*Work request*
Quote the passage of the diabetes camp article below that starts with "by Ron Ramsing, Ph.D., and" and continues through "for the future.".

*Selected extract*
How Camps Can Help Adolescents Self-Manage Diabetes

by Ron Ramsing, Ph.D., and Eddie Hill, Ph.D.

Understanding how summer camps that utilize intentional programming are well situated to better meet the needs of campers is extremely valuable. The following study was presented at the 2006 Camp Research Symposium held at the American Camp Association National Conference and provides some practical applications for camp directors and camp professionals to consider for the future.

The Role of Theory-Based Programming in Camp: A Three-Year Evaluation of Diabetes Camps

Background

With a strong tradition for more than 150 years, summer camps have been shown to be a supportive and beneficial environment for youth, especially for children and adolescents facing a variety of medical conditions (Winfree, Williams, & Powell 2002). With diabetes (type 1) being considered one of the most psychologically and behaviorally demanding chronic illnesses facing adolescents (Cox & Gonder-Fredrick 1992), the potential for camps to positively impact the lives of adolescents is great. The ultimate goal for an adolescent diagnosed with type 1 diabetes is effective self-management, resulting in his or her physiology emulating that of a nondiabetic body (Andrews 2000).

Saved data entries
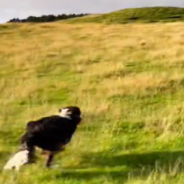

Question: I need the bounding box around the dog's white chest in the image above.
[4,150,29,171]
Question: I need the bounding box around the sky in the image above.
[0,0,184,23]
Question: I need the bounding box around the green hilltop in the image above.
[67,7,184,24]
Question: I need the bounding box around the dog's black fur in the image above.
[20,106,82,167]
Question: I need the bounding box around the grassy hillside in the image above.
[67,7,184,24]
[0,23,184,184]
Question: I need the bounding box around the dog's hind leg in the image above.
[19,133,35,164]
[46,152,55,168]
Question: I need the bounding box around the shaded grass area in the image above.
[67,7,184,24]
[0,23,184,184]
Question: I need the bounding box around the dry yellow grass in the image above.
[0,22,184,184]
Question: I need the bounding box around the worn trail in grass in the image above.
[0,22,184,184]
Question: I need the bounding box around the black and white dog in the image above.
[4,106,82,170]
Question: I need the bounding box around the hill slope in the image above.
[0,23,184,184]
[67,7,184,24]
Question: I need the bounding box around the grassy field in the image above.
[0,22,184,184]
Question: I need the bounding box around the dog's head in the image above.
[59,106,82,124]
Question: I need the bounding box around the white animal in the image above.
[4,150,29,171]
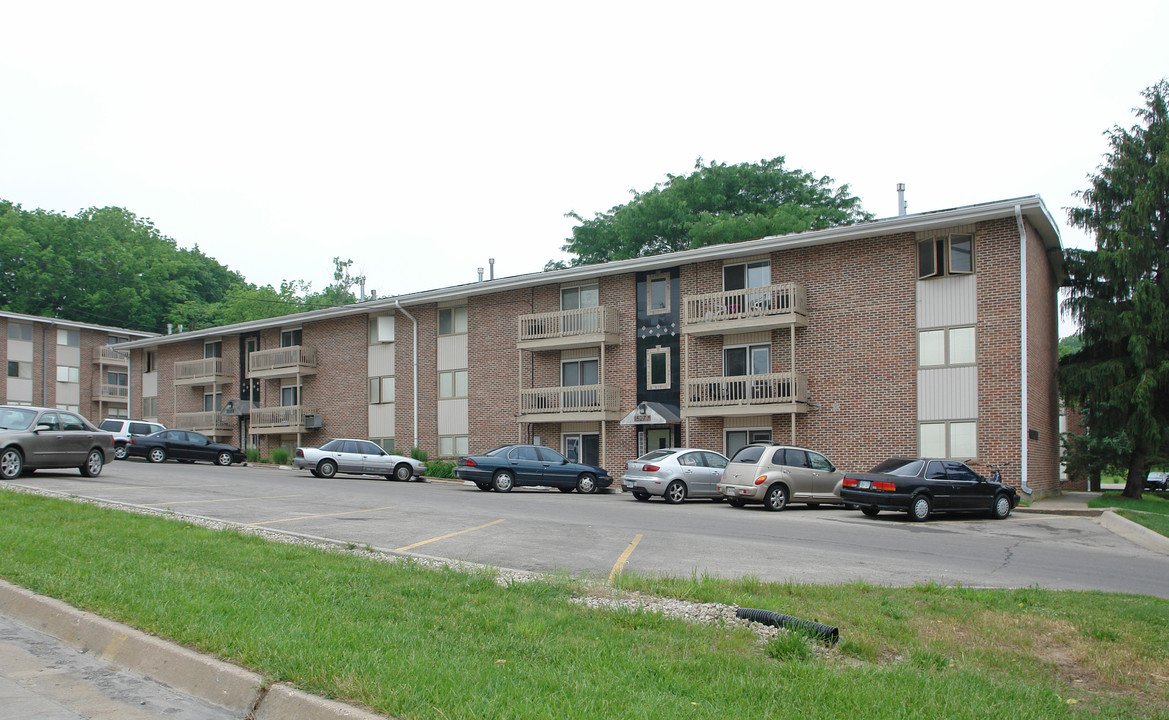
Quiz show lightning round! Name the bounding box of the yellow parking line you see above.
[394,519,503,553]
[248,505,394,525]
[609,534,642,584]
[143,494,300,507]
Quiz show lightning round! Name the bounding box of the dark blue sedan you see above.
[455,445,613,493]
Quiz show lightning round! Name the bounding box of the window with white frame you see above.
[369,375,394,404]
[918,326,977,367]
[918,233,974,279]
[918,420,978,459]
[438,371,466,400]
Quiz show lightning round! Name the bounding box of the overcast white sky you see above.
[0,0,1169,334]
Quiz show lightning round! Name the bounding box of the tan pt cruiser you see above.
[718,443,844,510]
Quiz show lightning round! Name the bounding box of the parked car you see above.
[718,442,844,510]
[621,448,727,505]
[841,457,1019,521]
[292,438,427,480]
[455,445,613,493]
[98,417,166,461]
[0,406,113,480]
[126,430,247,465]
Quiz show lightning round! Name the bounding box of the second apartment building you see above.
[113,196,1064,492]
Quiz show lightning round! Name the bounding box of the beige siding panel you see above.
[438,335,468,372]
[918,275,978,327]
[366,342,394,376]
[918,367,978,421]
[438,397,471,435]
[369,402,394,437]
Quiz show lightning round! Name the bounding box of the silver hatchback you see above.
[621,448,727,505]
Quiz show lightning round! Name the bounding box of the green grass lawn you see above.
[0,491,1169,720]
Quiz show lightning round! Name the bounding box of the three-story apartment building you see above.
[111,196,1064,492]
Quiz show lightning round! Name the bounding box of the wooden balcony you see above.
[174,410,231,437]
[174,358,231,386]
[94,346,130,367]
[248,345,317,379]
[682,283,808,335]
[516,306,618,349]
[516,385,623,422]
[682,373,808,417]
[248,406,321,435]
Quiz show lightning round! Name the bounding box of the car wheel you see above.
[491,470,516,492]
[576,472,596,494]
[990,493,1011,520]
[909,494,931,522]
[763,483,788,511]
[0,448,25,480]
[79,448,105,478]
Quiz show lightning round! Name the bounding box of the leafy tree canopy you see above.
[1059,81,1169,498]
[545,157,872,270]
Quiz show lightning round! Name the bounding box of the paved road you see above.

*Answer box*
by Ron Ramsing, Ph.D., and Eddie Hill, Ph.D.

Understanding how summer camps that utilize intentional programming are well situated to better meet the needs of campers is extremely valuable. The following study was presented at the 2006 Camp Research Symposium held at the American Camp Association National Conference and provides some practical applications for camp directors and camp professionals to consider for the future.